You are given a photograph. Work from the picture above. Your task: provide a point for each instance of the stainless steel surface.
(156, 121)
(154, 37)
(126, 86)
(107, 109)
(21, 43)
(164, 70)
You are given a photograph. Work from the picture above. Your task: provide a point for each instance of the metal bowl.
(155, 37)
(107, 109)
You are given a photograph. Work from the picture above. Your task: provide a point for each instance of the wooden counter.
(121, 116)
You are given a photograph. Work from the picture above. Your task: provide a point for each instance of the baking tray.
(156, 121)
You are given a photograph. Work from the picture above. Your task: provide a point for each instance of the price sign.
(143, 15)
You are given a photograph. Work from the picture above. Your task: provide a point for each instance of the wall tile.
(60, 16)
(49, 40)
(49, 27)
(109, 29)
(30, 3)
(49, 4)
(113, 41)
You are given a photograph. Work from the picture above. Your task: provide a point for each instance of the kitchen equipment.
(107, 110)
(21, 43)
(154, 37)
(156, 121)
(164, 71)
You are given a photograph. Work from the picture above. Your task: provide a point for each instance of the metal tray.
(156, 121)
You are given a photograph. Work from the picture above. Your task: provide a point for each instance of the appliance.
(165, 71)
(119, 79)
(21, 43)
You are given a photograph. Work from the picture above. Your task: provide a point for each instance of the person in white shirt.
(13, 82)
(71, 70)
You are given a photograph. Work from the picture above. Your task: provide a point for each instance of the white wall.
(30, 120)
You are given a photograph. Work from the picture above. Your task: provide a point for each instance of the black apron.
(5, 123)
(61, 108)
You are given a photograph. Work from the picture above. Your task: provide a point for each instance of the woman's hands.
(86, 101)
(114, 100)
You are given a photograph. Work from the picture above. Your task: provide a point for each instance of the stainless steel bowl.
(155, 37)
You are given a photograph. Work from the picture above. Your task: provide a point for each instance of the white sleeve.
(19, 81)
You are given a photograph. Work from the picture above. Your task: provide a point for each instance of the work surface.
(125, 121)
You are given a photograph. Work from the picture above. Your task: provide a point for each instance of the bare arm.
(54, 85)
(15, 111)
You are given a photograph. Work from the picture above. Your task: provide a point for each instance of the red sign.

§ **TASK DETAILS**
Each record is to be repeated word for word, with none skipped.

§ **TASK RESULT**
You are given a photograph. Work from the picture above. Your task: provide a point for each instance of the stainless steel surface.
(156, 121)
(154, 37)
(126, 86)
(107, 109)
(21, 43)
(164, 70)
You are given a photograph. Work from the picture above. Your task: provide a point for each instance of the metal bowl.
(155, 37)
(107, 109)
You are given a photograph. Work from the picture above. Your task: provide a point for each instance of the wooden counter.
(121, 116)
You are given a photograph. Work from the picture above. Your task: provide a point for each instance of the baking tray.
(156, 121)
You are given a photograph. Work from the picture above. Your task: provide a point for each instance of the price sign.
(143, 15)
You are given a photograph. Work from the picture above. Your task: provide a point for each instance of the wall tile.
(60, 16)
(49, 40)
(49, 27)
(109, 29)
(30, 3)
(49, 4)
(113, 41)
You are given a photograph. Work from the picture above. Your task: provide a point for each instance of the kitchen equipment.
(107, 110)
(21, 43)
(154, 37)
(156, 121)
(164, 71)
You are given a photograph. Work from the picture above. Your task: provide a point for each instance of the metal tray.
(156, 121)
You are given a photograph. Work from the picture above. Your task: provide a point for each instance of the appliance.
(165, 71)
(119, 79)
(21, 43)
You are given a photograph. Work from the picture above. Your task: provide a point for each instance of the person in white shirt.
(13, 82)
(71, 70)
You are given a photograph. Work from the picture above. Your task: provide a point for each instance of the white wall.
(30, 120)
You are given a photograph. Work from the picture above. Your task: provide a point for each instance of the black apron.
(5, 123)
(61, 108)
You are given a photograph. Work from the picture above. Your task: provide a point for each instance of the woman's hands.
(86, 101)
(114, 100)
You are given a photograph. Work from the picture above. Your task: provide a point for each instance of the stainless steel bowl.
(155, 37)
You are given a photograph. Work from the picture above. Your task: provide a point for each instance of the white sleeve.
(19, 81)
You are given a photograph. Work from the picture above. Your task: provide a point for each instance of the work surface.
(125, 121)
You are given a photograph. Work from the picture above. Your task: provide a point for each instance of the bare arm.
(54, 85)
(15, 111)
You are given a photograph. Work from the picture above. Your task: provide a point for each instance of the red sign.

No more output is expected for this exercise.